*GIVEN PASSAGE*:
- - -

Julia Solly nee Muspratt (1862 - 1953) was a feminist and temperance worker. Born in England, she was educated at Cheltenham Ladies College and Liverpool University College. After her marriage she moved to South Africa, where she lived for a time in Kimberley where her husband worked as a railway engineer, and she was very much involved in the Women’s Temperance Union. According to Langham-Carter (1981: 589), “She and Olive Schreiner were firm friends from 1892 onwards and they often worked together in women’s causes”. However, in fact it is not at all apparent that Schreiner and Julia Solly were ‘firm friends’, nor when they first met, but the focus of their connection was certainly the mutual involvement from 1907 onwards in the Cape Women’s Enfranchisement League. Solly had six children and is said to have had an “earnest and rather autocratic disposition” (Langham-Carter 1981: 589). In 1913 she became a member of the National Council of Women and later one of its vice-presidents. She was also active in pacifist circles.

- - -

*GIVEN DATA*:
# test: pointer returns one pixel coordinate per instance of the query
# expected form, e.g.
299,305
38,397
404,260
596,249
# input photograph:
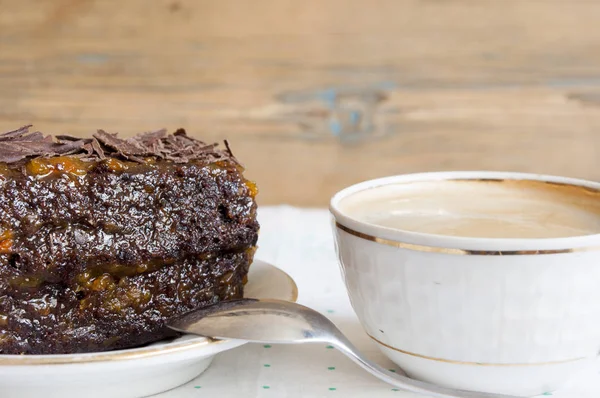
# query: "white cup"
512,316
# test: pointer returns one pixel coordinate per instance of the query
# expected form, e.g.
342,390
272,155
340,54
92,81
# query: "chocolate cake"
103,240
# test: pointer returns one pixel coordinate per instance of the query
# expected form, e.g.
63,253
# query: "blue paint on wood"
92,59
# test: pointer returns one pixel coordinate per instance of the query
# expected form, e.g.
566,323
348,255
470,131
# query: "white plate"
136,372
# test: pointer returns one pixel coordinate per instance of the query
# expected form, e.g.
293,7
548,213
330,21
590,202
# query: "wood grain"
318,94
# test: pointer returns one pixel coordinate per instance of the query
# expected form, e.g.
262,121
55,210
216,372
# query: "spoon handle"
404,382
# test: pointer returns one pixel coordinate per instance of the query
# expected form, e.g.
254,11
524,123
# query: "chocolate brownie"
103,240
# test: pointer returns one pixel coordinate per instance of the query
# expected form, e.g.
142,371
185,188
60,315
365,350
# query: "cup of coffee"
483,281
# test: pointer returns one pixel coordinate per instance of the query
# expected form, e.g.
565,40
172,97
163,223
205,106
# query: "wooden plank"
318,94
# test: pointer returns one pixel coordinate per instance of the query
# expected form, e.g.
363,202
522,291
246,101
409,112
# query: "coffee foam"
480,208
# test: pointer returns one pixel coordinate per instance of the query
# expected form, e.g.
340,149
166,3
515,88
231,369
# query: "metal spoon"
283,322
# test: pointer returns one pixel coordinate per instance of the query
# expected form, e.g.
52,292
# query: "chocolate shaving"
21,144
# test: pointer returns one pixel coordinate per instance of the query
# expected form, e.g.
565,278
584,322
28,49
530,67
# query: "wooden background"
318,94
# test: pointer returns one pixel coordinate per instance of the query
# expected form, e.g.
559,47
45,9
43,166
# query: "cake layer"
110,312
57,225
103,240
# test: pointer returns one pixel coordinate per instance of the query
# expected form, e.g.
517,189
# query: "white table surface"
300,242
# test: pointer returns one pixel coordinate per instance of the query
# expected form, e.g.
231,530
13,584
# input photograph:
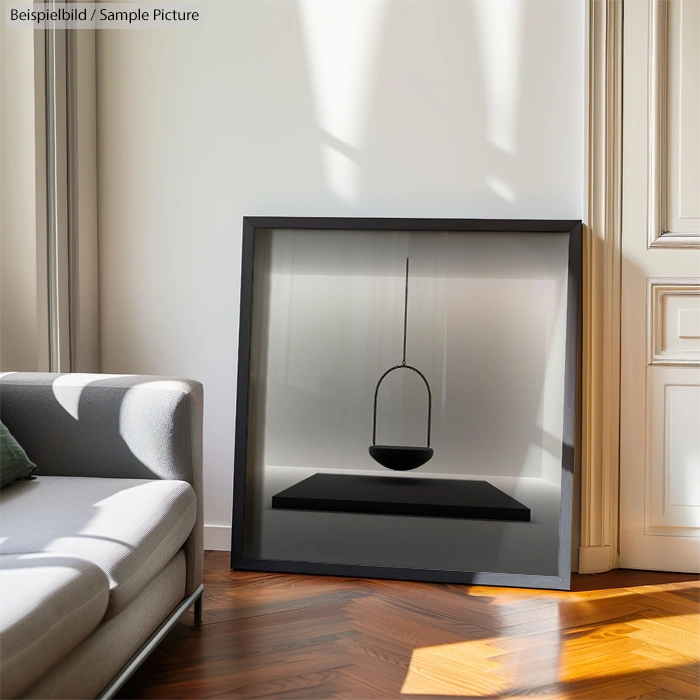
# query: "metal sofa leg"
199,608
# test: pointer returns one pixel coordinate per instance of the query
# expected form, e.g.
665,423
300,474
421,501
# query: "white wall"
18,262
435,108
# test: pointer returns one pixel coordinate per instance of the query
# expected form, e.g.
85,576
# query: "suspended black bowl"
400,459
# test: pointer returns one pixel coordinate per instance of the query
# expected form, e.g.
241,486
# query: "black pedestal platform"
442,498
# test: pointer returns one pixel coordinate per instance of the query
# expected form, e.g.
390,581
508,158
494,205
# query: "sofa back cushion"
14,463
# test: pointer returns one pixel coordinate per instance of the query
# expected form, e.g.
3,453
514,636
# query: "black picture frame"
570,228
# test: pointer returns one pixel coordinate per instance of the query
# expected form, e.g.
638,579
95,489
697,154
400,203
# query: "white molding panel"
673,313
673,216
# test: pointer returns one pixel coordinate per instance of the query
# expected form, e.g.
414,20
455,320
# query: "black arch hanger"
402,458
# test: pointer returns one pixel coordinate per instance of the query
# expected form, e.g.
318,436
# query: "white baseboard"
594,560
217,537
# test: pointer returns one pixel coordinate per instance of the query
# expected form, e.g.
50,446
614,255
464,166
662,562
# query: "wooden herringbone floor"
617,636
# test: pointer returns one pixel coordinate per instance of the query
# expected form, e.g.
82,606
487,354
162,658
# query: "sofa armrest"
117,426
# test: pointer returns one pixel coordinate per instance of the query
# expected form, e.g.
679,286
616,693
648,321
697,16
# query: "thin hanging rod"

- - -

*EXERCISE GOAL*:
Answer these questions from the passage about Julia Solly, one answer per line:
(a) Which two institutions educated her?
(b) What was her husband's job in Kimberley?
(c) Which organization did she join in 1913?

*RESULT OF THIS TASK*:
(a) Cheltenham Ladies College and Liverpool University College
(b) Railway engineer
(c) The National Council of Women